- Problem to solve: Include in the output the line containing "Practice step: find the black" and each subsequent line of the records, through the end, transcribed exactly. Add nothing else.
-=-=-=-=-
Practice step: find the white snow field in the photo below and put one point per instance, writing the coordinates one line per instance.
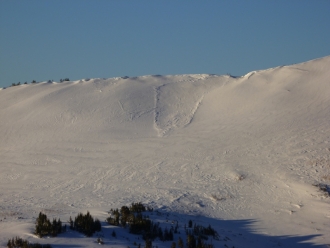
(239, 153)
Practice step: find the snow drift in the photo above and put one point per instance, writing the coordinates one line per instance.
(226, 148)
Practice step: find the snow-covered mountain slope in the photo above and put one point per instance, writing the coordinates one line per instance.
(206, 145)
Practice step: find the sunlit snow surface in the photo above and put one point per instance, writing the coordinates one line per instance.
(239, 153)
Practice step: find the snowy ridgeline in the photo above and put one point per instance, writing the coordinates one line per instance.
(241, 154)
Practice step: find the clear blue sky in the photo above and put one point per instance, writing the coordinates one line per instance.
(41, 40)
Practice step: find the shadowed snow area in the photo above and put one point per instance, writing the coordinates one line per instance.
(239, 151)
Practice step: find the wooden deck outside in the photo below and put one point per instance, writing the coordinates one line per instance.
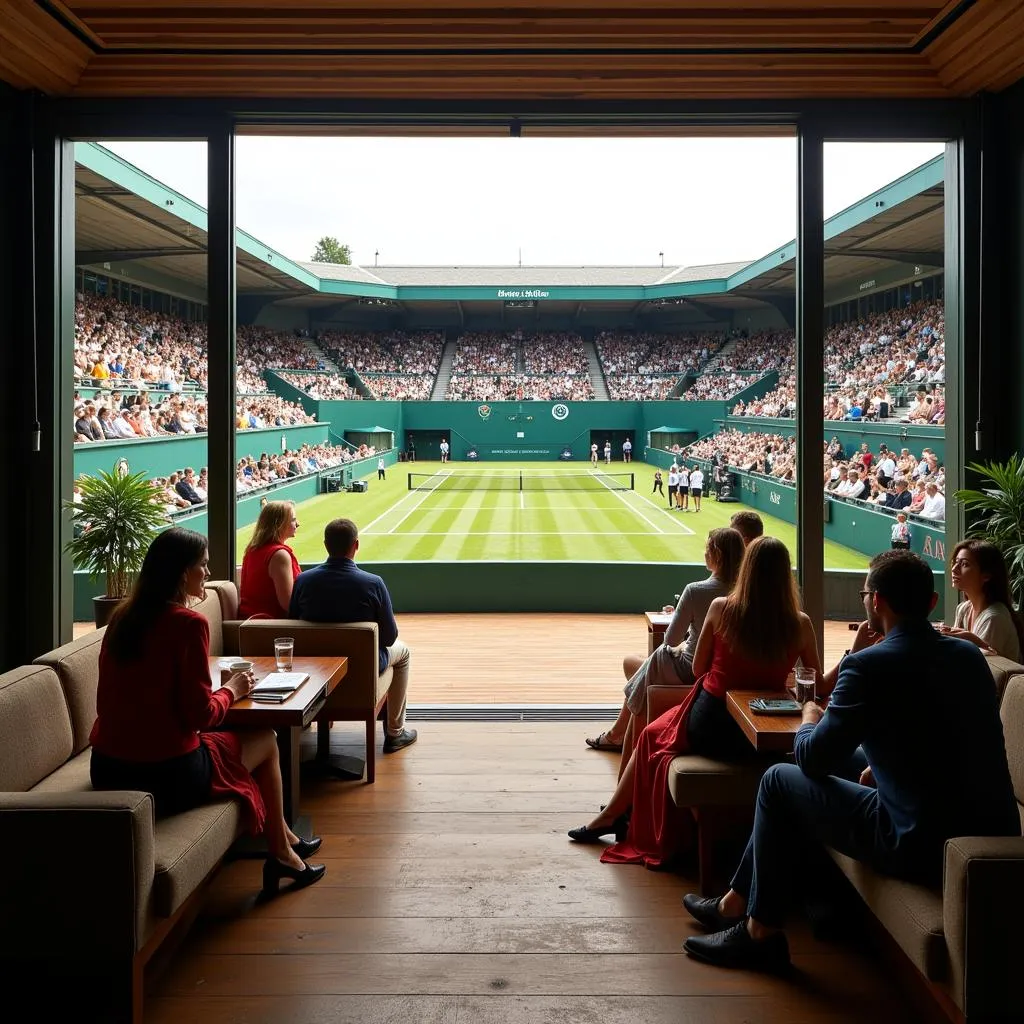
(529, 658)
(453, 895)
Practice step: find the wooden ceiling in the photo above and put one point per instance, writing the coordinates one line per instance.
(513, 49)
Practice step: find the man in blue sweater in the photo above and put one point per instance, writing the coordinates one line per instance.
(923, 712)
(338, 591)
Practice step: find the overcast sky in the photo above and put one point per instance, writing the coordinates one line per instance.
(572, 202)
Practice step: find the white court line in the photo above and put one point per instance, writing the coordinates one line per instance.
(650, 522)
(423, 498)
(685, 529)
(525, 532)
(395, 507)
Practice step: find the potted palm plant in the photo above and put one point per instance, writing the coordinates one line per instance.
(996, 513)
(114, 524)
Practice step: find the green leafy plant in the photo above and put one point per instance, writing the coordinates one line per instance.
(996, 513)
(115, 524)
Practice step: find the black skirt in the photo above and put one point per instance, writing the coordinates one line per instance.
(176, 784)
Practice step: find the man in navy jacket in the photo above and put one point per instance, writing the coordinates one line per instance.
(923, 712)
(338, 591)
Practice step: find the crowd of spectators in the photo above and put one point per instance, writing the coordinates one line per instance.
(519, 387)
(554, 352)
(414, 352)
(640, 387)
(323, 387)
(400, 387)
(896, 482)
(486, 352)
(717, 387)
(868, 364)
(119, 344)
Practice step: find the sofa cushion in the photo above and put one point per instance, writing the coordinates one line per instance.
(36, 733)
(72, 776)
(1001, 669)
(210, 606)
(188, 846)
(697, 781)
(77, 665)
(1012, 714)
(911, 913)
-=-=-=-=-
- Task output:
Practice step: find the black skirt in the photo above and put one point per instance, writing the coordinates one line per instance.
(176, 784)
Practice step: find the man in navy jacket in the photo above and put one point per instance, writing the coordinates one line per instance.
(923, 712)
(338, 591)
Practice step: find the crowd of spectators in the photo above and put one point per instance, writing the coordinates one line per instance.
(519, 387)
(554, 352)
(414, 352)
(640, 387)
(323, 387)
(400, 387)
(896, 482)
(486, 352)
(717, 387)
(868, 364)
(119, 344)
Practice step: find the sofa cushion in the photo above and put one point per instance, writing the coordinates one line per instance.
(36, 733)
(72, 776)
(1001, 669)
(210, 606)
(188, 846)
(697, 781)
(77, 665)
(1012, 714)
(911, 913)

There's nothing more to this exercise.